SELECTED TEXT:
Third, ecosystem building: partnerships with access point vendors, module makers, contract manufacturers, and solution integrators that make it easier for customers to assemble complete systems with fewer surprises. The presence of evaluation kits alongside production silicon is telling. It signals a focus on hands-on adoption. Teams can measure idle currents, wake-up times, and real-world throughput in their own environments rather than trusting lab numbers that do not match the field.

Practical Guidance For Teams Evaluating HaLow

Start with a coverage hypothesis. Identify the hardest parts of your environment: thick walls, basements, long aisles, or outdoor spans. Place a small number of HaLow access points and test at the edges first. Measure packet success under typical interference conditions, not just on a quiet afternoon. Pay close attention to antenna options. Sub-gigahertz wavelengths are longer, which affects antenna size and placement inside compact devices. An early mechanical model that respects antenna keep-outs will save you painful rework later.

Profile power honestly. Use duty cycles that reflect production behavior rather than optimistic lab scripts. Include the cost of retries and roaming in your budget. Integrate security early so onboarding flows and certificate handling do not derail late in the project. Finally, treat firmware updates as a first-class requirement. Any IoT device that cannot be updated safely and reliably will become a maintenance liability.

EXTRACTED ENTRIES:
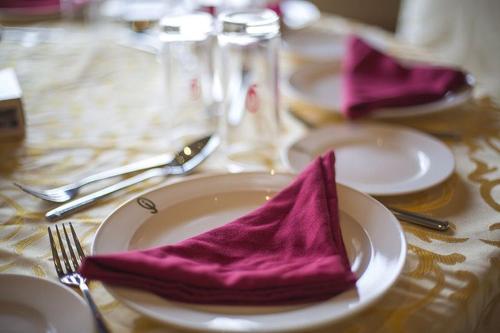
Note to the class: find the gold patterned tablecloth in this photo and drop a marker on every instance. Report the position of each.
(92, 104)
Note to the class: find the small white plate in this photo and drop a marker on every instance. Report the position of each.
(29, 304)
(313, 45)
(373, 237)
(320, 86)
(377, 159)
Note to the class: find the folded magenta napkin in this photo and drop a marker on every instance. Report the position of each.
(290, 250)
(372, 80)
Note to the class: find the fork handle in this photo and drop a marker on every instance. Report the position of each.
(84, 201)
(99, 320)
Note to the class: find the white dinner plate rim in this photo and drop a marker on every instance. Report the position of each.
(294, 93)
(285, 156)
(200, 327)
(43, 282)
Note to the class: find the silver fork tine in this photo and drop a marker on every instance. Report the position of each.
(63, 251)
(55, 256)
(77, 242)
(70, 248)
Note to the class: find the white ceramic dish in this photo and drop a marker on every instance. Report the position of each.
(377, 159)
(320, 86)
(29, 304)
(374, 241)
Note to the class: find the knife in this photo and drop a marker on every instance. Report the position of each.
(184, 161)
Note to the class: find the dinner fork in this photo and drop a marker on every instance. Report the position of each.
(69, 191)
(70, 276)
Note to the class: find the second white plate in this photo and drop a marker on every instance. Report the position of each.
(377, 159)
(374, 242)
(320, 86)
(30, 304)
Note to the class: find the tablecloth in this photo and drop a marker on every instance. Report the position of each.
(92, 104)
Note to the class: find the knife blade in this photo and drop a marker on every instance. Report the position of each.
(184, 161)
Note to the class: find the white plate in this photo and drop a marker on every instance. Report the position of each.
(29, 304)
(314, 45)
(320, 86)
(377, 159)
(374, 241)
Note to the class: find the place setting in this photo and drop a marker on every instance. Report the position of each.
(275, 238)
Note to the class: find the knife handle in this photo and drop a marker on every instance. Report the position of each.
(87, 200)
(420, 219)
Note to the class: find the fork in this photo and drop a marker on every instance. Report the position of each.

TASK OBJECTIVE: Which kinds of partners does the text about HaLow name as part of ecosystem building?

SOLUTION FOR THIS TASK: Access point vendors, module makers, contract manufacturers, and solution integrators.